DIRECTIONS.
Only the opening lines of the listing, through the one with "Task: place a pin on each instance of the red", are to be retyped, each exactly as it stands.

DATASET EXTRACT.

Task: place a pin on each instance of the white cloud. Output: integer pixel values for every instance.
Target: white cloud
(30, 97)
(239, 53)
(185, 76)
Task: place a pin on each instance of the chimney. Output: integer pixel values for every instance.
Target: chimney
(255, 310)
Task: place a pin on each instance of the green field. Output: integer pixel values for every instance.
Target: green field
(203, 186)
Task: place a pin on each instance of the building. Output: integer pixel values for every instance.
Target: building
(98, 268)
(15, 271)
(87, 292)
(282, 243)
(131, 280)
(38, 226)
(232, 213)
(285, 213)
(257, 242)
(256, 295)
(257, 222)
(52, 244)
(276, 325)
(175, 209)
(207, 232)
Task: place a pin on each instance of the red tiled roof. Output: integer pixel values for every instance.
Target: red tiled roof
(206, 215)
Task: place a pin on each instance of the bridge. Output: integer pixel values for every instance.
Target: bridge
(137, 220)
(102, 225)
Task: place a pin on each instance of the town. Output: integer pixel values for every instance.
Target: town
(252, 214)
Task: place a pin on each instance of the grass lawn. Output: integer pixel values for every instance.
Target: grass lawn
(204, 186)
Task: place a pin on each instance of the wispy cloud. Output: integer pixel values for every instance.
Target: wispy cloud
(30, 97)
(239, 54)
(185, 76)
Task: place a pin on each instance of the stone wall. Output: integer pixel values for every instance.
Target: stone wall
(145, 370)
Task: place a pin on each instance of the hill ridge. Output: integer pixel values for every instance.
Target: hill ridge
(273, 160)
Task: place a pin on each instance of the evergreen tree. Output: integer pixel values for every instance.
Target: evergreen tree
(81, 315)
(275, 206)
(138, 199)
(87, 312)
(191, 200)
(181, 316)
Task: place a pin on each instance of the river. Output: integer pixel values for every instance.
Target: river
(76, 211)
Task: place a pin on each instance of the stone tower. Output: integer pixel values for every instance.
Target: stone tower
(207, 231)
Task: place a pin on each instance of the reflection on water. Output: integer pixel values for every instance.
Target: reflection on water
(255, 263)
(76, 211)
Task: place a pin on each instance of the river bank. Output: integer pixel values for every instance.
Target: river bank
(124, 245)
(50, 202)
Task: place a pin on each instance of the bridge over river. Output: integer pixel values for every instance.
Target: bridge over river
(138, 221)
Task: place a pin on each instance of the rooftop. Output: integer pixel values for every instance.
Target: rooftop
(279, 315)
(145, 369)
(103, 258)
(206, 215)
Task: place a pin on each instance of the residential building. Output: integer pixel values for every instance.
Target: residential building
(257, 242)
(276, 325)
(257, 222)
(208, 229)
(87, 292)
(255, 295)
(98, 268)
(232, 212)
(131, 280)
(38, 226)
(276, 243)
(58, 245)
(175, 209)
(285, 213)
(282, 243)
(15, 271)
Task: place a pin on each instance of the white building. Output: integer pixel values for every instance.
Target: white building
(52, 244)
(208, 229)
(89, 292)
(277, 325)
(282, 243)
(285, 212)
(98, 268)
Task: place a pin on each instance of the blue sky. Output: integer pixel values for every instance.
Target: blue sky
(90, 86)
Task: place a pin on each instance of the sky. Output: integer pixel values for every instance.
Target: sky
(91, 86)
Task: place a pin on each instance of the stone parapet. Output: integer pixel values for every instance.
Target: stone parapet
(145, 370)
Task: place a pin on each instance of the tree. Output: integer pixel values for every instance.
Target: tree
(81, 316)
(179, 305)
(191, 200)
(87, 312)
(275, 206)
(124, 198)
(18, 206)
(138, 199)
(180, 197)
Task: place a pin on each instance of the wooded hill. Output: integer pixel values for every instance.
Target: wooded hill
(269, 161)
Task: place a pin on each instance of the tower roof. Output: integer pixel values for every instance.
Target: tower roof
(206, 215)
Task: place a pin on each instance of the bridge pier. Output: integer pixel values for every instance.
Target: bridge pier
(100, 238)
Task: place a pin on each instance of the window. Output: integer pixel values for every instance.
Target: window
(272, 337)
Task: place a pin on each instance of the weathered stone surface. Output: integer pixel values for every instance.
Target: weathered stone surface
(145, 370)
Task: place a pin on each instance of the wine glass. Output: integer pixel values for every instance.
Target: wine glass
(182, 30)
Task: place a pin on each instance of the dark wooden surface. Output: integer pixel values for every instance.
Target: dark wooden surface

TASK RESPONSE.
Task: place a pin on each instance of the white cloud. Output: integer pixel values for every instance.
Target: white cloud
(30, 97)
(239, 53)
(185, 76)
Task: place a pin on each instance of the chimney. Output: integer pixel values for every instance.
Target: chimney
(255, 310)
Task: place a pin on each instance of the green field. Output: integer pixel values for every instance.
Target: green field
(203, 186)
Task: place a pin on each instance of the building. Output: integer pixel values for every instance.
Target: building
(98, 268)
(15, 271)
(87, 292)
(282, 243)
(131, 280)
(38, 226)
(232, 213)
(285, 213)
(257, 242)
(256, 295)
(257, 222)
(52, 244)
(276, 325)
(175, 209)
(207, 232)
Task: place a pin on each instance of the red tiled roof. Output: integer pixel values for every instance.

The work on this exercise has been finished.